### 作業内容:
1. 万能薬の心理学的分析についての文章では、洞穴に生き埋めにされた人がスコップを見つけられない場合、なぜ習得性無気力に陥るとされていますか？
2. 万能薬の心理学的分析についての文章のうち、「そういう意味でもイエスは、「」で始まり「いて、心理学的に考察したい。」で終わる部分を書き直してください。その際、「万能薬」を「特効薬」に置き換えてください。
3. 万能薬の幻想を心理学的に考察する文章が途切れたところから、続きを書き進めてください。

そういう意味でもイエスは、「終末戦争とその防止策」などとたいそうな予言をする現代の教祖様たちよりも、はるかに自分の分限をわきまえていると思われる。
・万能薬の功罪に対する心理学的分析(そのパラドクシカルな帰結)
今まで、万能薬の幻想について説明してきた。ここで、ではなぜそのような現象が生じるのかについて、心理学的に考察したい。
社会心理学の中に「認知論」という学問がある。この認知論によると、人間は自分が囲まれた状況に対して、対処することができるという「統制感」があると希望を持ち、それがない場合には習得性無気力(learned
apathy)に陥るという。これは例えば、洞穴に生き埋めにされたものが、スコップなどを発見すれば、脱出の希望を持ち、大いにやる気を出すが、スコップもなく、さりとて素手では全く歯が立たない、となれば絶望し、習得性無気力に陥るということである。

### 確認用データ:
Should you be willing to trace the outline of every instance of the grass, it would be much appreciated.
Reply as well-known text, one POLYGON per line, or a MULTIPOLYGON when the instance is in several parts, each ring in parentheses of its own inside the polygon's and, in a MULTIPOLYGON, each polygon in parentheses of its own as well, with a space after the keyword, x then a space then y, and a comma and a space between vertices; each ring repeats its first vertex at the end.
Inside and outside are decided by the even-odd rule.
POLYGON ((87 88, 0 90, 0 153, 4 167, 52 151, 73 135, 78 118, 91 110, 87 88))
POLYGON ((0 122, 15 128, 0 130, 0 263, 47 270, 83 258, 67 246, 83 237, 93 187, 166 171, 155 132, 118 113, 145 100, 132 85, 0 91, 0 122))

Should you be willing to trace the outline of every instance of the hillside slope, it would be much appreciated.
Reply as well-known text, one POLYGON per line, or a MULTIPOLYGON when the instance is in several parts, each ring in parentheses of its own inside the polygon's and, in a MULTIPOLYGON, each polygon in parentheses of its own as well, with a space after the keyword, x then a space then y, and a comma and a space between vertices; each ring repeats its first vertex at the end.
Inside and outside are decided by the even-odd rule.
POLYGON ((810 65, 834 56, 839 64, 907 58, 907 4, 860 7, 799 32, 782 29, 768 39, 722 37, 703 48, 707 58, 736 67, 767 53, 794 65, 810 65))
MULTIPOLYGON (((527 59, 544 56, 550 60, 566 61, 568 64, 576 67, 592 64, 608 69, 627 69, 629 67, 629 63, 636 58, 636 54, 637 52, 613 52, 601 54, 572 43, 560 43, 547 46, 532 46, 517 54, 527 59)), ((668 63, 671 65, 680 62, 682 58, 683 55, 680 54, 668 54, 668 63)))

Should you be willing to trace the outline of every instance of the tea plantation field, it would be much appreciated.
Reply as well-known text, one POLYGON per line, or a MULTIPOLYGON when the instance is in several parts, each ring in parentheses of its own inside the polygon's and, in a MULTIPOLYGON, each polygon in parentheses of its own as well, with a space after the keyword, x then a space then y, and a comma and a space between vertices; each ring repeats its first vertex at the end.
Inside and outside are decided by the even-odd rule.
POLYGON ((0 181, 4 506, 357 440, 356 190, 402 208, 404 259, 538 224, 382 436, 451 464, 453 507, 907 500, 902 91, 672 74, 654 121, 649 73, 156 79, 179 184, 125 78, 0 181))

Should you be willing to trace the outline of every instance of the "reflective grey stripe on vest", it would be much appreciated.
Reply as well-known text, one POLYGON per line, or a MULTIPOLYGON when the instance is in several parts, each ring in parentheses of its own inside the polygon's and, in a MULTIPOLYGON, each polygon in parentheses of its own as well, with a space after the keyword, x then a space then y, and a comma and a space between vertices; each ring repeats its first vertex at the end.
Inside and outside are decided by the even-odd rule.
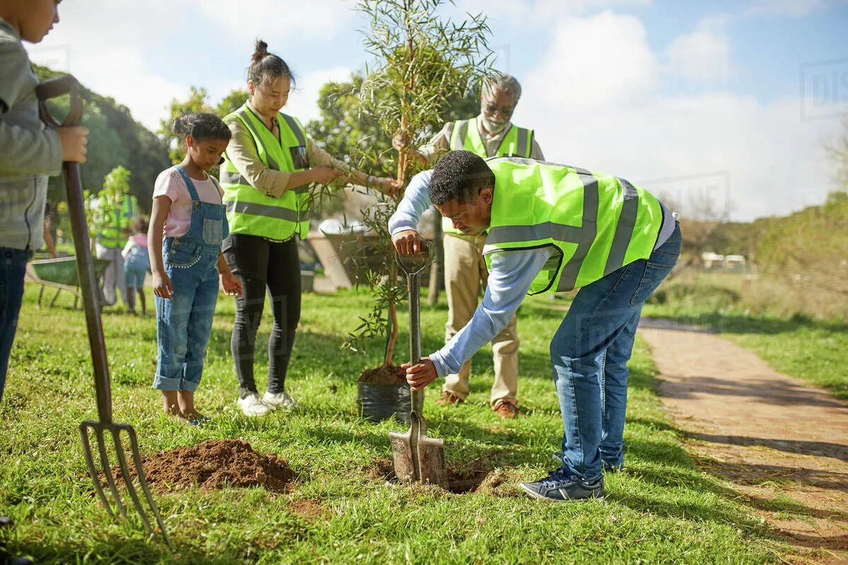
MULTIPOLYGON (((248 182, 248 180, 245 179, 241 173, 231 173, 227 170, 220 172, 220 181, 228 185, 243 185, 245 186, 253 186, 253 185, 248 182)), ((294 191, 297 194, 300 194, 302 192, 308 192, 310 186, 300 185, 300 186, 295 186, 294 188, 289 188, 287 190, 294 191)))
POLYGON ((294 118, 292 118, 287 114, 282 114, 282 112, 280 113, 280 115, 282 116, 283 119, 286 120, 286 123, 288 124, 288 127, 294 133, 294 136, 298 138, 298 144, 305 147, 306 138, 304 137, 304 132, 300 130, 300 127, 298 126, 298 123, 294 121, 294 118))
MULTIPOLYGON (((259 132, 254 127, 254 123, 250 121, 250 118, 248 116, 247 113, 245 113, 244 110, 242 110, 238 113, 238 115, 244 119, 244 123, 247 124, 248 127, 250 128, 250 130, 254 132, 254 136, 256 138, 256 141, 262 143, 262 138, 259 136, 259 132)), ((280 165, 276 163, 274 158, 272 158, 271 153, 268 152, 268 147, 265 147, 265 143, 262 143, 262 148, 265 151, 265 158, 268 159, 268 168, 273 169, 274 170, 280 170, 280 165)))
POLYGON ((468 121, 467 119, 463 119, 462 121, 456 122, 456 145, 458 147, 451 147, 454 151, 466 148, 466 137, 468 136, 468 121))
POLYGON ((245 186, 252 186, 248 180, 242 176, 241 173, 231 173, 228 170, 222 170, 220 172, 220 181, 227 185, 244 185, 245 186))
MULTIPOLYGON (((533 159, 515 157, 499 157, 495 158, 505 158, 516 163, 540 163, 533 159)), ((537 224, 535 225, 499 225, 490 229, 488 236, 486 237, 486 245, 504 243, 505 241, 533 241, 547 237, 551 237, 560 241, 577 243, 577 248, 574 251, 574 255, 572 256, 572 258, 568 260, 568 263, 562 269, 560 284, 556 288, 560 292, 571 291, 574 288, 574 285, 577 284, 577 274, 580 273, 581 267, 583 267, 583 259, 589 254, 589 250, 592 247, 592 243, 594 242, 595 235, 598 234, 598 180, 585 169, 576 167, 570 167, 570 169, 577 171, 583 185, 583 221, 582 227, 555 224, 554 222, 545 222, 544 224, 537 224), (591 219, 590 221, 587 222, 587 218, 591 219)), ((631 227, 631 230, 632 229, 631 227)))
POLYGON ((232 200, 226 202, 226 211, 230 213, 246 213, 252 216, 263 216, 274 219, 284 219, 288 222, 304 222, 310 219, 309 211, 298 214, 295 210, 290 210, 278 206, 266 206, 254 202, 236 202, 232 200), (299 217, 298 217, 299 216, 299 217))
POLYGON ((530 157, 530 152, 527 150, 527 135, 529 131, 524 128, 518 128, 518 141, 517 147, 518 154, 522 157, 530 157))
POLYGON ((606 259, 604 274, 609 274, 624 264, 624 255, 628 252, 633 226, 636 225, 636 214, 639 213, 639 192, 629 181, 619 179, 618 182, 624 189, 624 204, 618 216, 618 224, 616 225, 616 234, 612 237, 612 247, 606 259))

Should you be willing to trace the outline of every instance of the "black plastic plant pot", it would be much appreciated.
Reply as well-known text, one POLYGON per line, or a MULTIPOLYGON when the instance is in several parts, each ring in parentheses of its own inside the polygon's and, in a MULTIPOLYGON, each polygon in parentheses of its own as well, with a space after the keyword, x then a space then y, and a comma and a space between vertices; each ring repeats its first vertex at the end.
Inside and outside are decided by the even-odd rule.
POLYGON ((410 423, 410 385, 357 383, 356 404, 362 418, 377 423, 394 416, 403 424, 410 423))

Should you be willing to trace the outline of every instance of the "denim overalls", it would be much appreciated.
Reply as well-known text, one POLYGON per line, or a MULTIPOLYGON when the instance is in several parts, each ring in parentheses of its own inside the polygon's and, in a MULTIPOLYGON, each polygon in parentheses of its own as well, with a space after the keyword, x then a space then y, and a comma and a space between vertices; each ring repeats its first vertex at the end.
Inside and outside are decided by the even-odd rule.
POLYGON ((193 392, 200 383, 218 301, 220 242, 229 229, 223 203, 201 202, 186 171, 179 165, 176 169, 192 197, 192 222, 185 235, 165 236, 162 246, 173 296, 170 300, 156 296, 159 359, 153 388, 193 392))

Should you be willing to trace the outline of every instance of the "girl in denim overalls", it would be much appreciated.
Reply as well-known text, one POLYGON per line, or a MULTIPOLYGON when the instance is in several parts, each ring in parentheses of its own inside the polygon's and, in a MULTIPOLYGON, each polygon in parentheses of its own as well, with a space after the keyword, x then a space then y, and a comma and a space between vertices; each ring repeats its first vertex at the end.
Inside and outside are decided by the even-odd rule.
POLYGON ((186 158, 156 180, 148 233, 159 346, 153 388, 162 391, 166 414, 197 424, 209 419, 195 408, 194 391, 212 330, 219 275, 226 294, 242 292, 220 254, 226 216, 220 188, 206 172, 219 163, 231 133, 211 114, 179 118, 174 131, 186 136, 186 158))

### 期待される結果:
1. スコップがなく、素手では全く歯が立たないため、状況に対処できるという「統制感」を持てず、絶望するからです。認知論によると、人間は統制感があれば希望を持ちますが、統制感がない場合には習得性無気力に陥ります。

2.
そういう意味でもイエスは、「終末戦争とその防止策」などとたいそうな予言をする現代の教祖様たちよりも、はるかに自分の分限をわきまえていると思われる。
・特効薬の功罪に対する心理学的分析(そのパラドクシカルな帰結)
今まで、特効薬の幻想について説明してきた。ここで、ではなぜそのような現象が生じるのかについて、心理学的に考察したい。

3.
万能薬についても、一種の統制感を与えると考えて良いのではないだろうか。例えば件の私の友人についても、ほっおくと一人で悩んでしまうタイプだが、人生の重大な問題につて「教祖の霊験」という万能薬があればこそ、自分の囲まれた状況に対して、統制感を持つことができ、無気力にならないで済んでいるのだろう。
ユリ・ゲラーの「核消滅宣言」にしても、当時はまだ冷戦のまっ最中で、米ソに膨大に蓄積された核がいつ発射されてもおかしくない、といった危惧が抱かれていた時期だった。一部の超能力ファンの中には彼の発言を信じ、錯覚ではあれ、核の脅威に対する統制感を持ったものもいるかも知れない。
マーフィーのゴールデン・ルールは不治の病に罹っている患者に一縷の望みを与え、病弱の貧しい少年に対して、将来に対する希望を分け与えるだろう。
しかし、もちろん以上のようなプラスの面があれば、当然マイナスの面もある。万能薬は、その能力を持っているとされている人やものを絶対化し、ひいてはその人やものに盲目的に服従するように仕向ける。私の友人の教祖様、かずかずの健康食品や健康法と健康教祖、オーム信者にとっての麻原教祖がそれである。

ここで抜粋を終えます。